> **EXERCISE**:
The full set of records must be printed exactly as given.

== Segment start ==

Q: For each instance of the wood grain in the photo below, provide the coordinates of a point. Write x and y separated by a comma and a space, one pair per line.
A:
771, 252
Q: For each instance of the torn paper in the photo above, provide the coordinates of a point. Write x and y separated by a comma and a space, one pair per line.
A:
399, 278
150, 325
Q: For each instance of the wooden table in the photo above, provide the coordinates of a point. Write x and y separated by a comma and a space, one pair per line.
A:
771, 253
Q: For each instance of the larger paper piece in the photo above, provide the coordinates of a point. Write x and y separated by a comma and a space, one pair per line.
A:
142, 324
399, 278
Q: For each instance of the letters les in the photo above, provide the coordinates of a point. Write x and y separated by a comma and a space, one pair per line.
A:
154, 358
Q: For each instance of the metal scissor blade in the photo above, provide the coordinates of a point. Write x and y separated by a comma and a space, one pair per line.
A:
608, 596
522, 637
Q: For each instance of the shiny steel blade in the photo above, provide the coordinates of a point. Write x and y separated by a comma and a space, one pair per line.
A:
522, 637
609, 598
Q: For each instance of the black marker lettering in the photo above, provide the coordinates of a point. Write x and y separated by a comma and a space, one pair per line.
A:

== Segment end ==

> **ANSWER TO THIS PROBLEM**:
Q: For each instance of the wood grain in the photo below, provide the coordinates of a point. Write x and y separated by a comma and a space, one pair per line.
A:
771, 252
Q: For each instance of the torn paper in the photo above, provide the coordinates of a point. Write x and y separated by a comma and a space, one pair per line.
A:
399, 278
150, 325
Q: For each instance of the wooden table in the photo above, provide the coordinates of a point. Write x and y separated by a comma and a space, one pair per line.
A:
771, 253
Q: For each instance of the larger paper piece in the photo above, provide the coordinates of a point. Write x and y separated by a comma and a space, one pair per line.
A:
142, 324
399, 278
Q: For each instance of the letters les in the photo above, provide the coordinates of a point. Write x and y separated by a comma and a space, one pair per line.
A:
154, 358
Q: For each instance of the metal scissor blade in the photo above, provide the coordinates of a point. Write x and y separated by a comma and a space, one pair per line.
A:
608, 596
522, 637
Q: For each instance of the shiny steel blade in the photo above, provide the coordinates of a point. Write x and y separated by a comma and a space, one pair per line.
A:
522, 637
609, 598
Q: For each instance of the black marker lettering in the photo above, provide the coordinates of a point. Write x and y separated by a comma and a space, one pair per line.
A:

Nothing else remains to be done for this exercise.